== EXCERTOS DE DADOS ==
+ + + + + + +

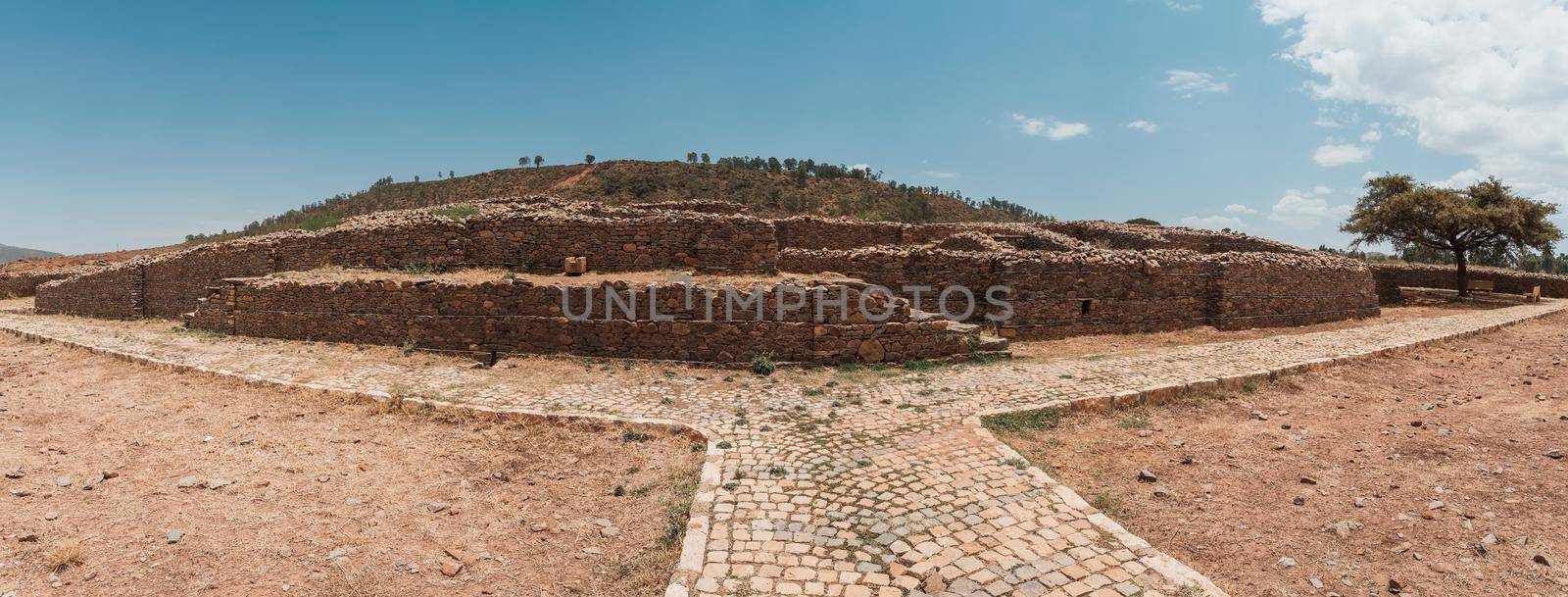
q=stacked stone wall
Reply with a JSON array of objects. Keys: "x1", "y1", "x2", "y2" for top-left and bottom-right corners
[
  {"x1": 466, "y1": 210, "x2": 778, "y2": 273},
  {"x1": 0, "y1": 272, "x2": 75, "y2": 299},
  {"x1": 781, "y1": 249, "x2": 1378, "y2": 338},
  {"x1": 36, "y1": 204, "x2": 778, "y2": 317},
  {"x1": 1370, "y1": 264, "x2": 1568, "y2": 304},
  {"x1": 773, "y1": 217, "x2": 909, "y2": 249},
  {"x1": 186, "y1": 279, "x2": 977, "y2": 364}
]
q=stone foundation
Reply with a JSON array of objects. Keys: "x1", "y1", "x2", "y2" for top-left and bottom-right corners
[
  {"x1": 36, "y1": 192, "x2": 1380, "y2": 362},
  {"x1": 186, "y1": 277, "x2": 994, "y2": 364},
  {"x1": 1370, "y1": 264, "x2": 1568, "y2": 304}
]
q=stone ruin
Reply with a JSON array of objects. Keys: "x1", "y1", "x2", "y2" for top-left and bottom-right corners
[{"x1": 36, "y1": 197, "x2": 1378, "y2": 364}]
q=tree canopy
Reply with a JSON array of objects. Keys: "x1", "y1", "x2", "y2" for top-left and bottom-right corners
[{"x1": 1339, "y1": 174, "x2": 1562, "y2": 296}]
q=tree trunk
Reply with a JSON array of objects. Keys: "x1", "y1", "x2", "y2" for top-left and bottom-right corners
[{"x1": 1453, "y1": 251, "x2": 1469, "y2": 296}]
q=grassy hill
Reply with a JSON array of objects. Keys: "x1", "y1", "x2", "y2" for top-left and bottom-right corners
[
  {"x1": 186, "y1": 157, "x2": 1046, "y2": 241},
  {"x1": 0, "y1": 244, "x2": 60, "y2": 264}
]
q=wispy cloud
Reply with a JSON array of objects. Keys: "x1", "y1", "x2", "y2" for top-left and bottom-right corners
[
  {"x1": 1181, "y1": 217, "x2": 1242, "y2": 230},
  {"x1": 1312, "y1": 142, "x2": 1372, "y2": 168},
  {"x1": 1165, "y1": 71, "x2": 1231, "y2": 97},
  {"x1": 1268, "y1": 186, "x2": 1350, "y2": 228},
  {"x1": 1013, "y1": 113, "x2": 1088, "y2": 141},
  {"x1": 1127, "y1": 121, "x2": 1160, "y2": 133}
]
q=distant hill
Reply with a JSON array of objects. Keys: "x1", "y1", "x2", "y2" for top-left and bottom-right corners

+ + + + + + +

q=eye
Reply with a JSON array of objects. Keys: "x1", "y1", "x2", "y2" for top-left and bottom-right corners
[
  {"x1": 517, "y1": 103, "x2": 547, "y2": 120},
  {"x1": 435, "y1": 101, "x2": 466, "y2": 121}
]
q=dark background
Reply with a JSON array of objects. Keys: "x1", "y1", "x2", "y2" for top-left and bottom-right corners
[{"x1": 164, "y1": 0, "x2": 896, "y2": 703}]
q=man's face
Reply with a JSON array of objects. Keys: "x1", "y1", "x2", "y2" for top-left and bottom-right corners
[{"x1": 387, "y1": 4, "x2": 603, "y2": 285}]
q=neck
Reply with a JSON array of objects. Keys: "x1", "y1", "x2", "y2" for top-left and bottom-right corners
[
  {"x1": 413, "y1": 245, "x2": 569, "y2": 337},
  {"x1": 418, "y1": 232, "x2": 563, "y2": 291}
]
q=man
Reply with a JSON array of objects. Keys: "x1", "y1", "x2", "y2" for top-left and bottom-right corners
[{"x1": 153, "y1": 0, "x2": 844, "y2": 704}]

+ + + + + + +

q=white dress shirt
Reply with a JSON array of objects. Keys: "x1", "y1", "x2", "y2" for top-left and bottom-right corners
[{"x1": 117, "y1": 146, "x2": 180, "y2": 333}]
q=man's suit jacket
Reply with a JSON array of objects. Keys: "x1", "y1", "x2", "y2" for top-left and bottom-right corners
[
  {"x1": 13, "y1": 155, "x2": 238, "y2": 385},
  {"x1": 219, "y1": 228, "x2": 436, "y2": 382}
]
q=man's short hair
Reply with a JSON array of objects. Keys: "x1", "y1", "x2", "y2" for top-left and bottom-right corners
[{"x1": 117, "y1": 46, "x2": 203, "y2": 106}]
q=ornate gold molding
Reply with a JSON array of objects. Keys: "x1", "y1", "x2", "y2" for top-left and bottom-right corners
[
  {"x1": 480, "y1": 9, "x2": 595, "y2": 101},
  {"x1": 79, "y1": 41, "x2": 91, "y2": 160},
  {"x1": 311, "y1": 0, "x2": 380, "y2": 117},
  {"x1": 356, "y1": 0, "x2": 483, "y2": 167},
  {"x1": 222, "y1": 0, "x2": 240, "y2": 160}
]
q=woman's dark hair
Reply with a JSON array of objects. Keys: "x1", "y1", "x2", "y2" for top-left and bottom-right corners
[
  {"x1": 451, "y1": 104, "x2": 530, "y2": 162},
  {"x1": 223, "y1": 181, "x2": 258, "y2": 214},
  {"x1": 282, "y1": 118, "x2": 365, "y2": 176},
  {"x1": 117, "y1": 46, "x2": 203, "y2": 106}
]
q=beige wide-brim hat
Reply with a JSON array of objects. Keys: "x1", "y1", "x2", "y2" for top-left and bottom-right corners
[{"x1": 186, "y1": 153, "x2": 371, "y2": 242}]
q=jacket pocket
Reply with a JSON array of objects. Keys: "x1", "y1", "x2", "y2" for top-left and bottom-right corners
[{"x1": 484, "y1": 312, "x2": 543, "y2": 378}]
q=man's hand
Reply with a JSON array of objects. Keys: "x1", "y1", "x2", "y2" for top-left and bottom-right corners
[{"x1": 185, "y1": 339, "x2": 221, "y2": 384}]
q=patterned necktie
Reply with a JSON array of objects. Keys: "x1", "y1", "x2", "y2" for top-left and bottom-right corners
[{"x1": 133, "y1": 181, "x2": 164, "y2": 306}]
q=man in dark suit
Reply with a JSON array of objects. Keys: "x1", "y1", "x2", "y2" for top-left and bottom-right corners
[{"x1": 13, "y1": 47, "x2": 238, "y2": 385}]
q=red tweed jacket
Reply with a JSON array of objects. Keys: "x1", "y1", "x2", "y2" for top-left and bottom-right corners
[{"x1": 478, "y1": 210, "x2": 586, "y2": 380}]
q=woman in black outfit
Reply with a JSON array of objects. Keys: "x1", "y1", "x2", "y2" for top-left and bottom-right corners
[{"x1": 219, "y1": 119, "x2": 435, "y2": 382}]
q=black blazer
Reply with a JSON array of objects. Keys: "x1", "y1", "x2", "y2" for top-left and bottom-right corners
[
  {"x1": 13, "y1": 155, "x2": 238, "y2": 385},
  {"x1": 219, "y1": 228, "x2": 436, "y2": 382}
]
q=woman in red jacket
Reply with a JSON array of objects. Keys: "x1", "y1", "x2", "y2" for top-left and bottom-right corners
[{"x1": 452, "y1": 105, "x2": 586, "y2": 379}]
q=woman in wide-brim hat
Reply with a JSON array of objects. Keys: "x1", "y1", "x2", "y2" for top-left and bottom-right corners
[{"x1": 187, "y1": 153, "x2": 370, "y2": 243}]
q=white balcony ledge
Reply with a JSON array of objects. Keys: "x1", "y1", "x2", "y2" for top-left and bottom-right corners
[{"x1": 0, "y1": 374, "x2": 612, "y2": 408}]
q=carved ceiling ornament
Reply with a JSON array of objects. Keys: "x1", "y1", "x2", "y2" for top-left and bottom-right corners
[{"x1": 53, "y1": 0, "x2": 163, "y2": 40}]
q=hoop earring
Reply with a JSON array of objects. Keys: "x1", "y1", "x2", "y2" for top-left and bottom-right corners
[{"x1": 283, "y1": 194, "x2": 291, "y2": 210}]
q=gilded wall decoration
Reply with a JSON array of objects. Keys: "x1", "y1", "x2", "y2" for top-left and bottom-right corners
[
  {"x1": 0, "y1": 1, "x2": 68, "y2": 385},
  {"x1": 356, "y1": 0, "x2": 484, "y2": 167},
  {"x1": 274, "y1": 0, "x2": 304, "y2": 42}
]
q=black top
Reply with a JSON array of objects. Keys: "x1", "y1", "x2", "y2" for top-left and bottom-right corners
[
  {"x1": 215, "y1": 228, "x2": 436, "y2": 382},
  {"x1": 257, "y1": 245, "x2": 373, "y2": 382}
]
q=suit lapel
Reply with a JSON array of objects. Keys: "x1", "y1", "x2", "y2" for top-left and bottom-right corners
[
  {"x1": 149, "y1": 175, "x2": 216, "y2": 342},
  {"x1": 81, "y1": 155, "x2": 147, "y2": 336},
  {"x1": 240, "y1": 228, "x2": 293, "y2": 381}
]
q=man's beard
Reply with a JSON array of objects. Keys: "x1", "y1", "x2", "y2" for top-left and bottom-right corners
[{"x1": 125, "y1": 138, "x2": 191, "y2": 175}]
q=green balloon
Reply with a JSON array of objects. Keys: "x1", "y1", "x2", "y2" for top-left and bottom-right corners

+ + + + + + +

== PROBLEMA ==
Localize no material todas as linhas em que aparece a palavra "dark" e transcreva cada uma delas.

== RESPOSTA ==
q=dark background
q=woman's dark hair
q=man in dark suit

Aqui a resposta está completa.